# TASK OBJECTIVE
Report every line of the material that contains the string "Target".
━━━━━━━━━━━━━━━━
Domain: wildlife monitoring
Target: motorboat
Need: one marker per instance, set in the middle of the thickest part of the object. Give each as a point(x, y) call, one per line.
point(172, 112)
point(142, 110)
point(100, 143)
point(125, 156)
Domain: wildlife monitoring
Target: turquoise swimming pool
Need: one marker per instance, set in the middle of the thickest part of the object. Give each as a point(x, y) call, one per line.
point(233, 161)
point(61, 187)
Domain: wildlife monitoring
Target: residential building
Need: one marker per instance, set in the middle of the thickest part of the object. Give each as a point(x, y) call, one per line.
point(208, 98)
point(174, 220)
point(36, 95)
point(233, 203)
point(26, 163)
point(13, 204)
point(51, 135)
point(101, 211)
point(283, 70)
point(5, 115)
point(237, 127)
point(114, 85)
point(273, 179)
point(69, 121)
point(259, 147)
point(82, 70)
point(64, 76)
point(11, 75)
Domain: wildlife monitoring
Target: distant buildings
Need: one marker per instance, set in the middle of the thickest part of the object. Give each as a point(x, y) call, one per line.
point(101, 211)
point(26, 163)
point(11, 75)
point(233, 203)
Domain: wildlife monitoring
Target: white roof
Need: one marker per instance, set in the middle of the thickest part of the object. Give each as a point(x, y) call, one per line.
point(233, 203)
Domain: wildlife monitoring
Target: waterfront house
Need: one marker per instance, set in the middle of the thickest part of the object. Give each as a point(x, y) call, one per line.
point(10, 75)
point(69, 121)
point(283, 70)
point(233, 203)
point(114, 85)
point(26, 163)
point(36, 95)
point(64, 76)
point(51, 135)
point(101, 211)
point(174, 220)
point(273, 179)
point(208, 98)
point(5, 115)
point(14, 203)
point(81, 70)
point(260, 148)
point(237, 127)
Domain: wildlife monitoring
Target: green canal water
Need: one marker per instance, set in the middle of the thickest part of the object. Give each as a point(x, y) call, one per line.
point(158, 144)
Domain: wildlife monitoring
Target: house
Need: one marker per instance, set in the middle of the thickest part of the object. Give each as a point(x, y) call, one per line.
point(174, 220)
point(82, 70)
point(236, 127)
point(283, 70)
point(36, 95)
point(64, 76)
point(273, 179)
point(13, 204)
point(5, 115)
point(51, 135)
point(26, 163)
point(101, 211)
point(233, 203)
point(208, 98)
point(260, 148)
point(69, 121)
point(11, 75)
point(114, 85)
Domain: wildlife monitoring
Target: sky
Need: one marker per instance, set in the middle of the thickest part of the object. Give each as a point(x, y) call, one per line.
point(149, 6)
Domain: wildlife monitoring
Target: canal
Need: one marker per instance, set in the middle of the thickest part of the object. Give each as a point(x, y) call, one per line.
━━━━━━━━━━━━━━━━
# WRITTEN REPLY
Target: motorboat
Target: turquoise swimming pool
Target: residential building
Target: distant buildings
Target: white roof
Target: waterfront house
Target: green canal water
Target: house
Target: sky
Target: canal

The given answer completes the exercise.